§ **Exercise input**:
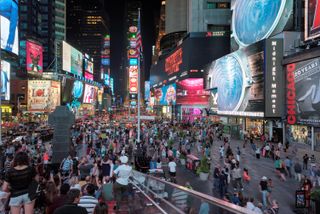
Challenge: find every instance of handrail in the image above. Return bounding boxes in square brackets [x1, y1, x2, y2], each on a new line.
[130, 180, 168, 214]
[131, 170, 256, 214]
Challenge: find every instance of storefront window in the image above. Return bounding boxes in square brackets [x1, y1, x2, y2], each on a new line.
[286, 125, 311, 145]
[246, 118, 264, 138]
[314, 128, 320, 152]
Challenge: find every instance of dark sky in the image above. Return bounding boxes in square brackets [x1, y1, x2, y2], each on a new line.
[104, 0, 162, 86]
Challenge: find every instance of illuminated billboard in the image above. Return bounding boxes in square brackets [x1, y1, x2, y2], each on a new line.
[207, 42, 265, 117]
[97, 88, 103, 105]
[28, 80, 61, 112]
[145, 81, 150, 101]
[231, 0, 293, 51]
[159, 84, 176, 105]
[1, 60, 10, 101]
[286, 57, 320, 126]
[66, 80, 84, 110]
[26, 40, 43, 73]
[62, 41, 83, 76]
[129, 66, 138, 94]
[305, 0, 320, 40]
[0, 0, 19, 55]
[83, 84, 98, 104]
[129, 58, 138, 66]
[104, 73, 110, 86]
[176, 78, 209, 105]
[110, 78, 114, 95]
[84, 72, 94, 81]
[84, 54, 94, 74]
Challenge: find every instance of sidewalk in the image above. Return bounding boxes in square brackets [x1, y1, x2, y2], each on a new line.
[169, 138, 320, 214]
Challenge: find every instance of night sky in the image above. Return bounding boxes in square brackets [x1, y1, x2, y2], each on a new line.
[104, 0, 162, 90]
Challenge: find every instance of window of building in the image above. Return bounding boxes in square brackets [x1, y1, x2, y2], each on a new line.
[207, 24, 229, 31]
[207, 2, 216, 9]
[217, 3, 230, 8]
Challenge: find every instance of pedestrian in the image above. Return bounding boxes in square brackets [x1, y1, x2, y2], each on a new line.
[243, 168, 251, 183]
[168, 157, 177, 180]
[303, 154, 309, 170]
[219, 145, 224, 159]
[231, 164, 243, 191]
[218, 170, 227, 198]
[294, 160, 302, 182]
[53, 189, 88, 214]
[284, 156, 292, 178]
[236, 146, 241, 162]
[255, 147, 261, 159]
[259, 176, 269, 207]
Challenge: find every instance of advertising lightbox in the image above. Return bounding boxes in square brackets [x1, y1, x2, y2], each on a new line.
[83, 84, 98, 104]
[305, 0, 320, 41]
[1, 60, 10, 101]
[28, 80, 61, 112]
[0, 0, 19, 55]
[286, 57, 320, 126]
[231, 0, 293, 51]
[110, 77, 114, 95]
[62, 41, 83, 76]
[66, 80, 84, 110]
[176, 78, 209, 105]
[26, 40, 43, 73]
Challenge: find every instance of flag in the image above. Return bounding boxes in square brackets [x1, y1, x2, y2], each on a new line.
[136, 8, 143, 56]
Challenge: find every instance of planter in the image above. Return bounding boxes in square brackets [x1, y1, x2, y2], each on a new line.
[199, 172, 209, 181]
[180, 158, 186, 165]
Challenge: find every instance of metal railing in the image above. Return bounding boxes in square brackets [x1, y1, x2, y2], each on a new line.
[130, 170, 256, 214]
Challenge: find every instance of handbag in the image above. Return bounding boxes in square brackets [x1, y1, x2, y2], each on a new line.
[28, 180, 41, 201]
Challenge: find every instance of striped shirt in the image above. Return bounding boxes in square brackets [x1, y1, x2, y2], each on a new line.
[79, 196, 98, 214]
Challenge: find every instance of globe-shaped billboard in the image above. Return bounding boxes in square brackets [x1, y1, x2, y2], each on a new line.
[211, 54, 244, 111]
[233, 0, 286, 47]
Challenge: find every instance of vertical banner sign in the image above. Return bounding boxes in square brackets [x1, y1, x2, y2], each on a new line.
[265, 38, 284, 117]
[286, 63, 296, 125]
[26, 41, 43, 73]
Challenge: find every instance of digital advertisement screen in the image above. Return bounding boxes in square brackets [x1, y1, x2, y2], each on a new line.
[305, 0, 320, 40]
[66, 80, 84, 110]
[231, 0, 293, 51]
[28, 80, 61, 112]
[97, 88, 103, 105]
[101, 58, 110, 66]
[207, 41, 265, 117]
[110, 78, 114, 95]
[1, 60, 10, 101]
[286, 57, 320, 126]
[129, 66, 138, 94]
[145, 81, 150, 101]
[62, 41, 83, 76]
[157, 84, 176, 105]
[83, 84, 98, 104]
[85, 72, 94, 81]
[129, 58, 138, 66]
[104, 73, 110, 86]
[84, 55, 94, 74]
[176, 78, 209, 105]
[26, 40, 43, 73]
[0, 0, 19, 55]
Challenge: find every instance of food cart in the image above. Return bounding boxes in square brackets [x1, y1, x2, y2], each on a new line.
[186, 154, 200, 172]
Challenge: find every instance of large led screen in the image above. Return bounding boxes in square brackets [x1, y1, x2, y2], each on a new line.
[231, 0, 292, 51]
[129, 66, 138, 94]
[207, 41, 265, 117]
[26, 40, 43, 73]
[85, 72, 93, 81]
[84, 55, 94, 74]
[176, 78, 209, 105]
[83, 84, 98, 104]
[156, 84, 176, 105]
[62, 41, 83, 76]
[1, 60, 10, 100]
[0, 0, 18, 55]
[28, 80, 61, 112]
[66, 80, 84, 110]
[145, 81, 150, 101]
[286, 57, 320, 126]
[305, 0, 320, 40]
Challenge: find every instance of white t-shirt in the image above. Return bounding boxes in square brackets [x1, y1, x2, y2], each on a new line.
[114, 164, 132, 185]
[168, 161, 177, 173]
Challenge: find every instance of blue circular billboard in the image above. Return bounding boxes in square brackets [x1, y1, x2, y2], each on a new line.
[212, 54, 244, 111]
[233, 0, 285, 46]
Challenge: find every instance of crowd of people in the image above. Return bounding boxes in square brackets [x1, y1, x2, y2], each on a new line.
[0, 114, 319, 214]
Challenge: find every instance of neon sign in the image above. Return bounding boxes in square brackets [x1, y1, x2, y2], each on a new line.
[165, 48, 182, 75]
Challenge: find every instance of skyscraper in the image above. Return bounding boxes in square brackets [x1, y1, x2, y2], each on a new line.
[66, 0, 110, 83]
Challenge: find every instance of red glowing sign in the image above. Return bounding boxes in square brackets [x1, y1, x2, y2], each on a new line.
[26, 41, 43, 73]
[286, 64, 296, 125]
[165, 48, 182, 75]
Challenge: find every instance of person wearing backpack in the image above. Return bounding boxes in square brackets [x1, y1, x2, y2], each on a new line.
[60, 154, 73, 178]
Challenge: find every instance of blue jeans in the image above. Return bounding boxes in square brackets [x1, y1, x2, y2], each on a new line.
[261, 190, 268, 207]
--
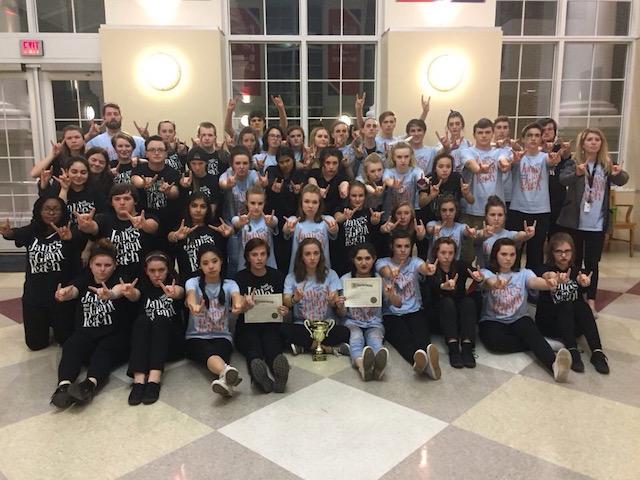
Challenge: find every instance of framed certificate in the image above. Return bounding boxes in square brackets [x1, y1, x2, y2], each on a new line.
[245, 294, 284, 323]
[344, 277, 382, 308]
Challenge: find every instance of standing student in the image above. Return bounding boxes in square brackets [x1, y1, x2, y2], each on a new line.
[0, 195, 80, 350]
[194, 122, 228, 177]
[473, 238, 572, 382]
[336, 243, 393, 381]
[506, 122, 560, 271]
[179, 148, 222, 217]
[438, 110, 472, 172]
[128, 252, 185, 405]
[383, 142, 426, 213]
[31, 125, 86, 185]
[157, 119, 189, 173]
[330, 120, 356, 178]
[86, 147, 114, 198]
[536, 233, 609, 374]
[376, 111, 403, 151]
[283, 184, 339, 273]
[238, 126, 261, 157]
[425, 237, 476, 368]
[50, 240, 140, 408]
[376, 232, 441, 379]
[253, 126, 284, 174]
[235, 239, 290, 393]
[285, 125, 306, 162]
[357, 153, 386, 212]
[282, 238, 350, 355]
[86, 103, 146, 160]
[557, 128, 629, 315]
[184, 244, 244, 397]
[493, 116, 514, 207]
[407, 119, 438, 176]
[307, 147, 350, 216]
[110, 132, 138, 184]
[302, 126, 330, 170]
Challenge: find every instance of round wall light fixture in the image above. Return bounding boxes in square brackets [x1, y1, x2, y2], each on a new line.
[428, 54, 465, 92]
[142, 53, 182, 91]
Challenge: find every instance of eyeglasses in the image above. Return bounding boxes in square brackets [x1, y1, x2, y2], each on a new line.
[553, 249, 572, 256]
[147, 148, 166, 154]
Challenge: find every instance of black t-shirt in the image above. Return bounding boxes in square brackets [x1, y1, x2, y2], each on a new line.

§ **Task to carry out**: Print exactly the lines of the listing above starting at the line containing "Challenge: find every instance of framed" and ending at the line containing "Challenge: find every instance of black", both included.

§ **Answer to the problem**:
Challenge: find every instance of framed certificate in the image above. Return bounding boxes in square brackets [x1, y1, x2, y2], each on a new line.
[245, 294, 284, 323]
[344, 277, 382, 308]
Challenge: find every instance of standing student in the image above. Return bounding boxes in square brackets [x1, y1, x2, y2], each on a new line.
[0, 195, 80, 350]
[194, 122, 228, 177]
[473, 238, 572, 382]
[336, 243, 393, 381]
[506, 122, 560, 271]
[179, 148, 222, 217]
[438, 110, 472, 172]
[128, 252, 185, 405]
[383, 142, 426, 213]
[31, 125, 86, 185]
[157, 119, 189, 173]
[330, 120, 356, 178]
[86, 147, 114, 198]
[536, 233, 609, 374]
[376, 111, 403, 151]
[283, 184, 339, 273]
[238, 126, 261, 157]
[425, 237, 476, 368]
[50, 240, 140, 408]
[376, 232, 441, 379]
[253, 126, 284, 174]
[235, 239, 290, 393]
[285, 125, 306, 162]
[357, 153, 386, 212]
[282, 238, 350, 355]
[86, 103, 146, 160]
[557, 128, 629, 315]
[184, 244, 244, 397]
[493, 116, 514, 207]
[407, 119, 438, 176]
[307, 147, 350, 216]
[110, 132, 138, 184]
[302, 126, 330, 170]
Challenge: find every instance of round wall light fixture in the image above. Return bounding boxes in square brackets [x1, y1, x2, y2], each on a new line.
[428, 54, 465, 92]
[142, 53, 182, 91]
Challenge: find every instance of eyeglasses in the image above. Return bounding boxes in square brackets [x1, y1, x2, y2], each on a new line.
[553, 249, 572, 256]
[147, 148, 166, 154]
Challenge: find every instance of black t-shirt in the image above. Return bounding boxes in square brackets [x1, y1, x2, y2], each on a new line.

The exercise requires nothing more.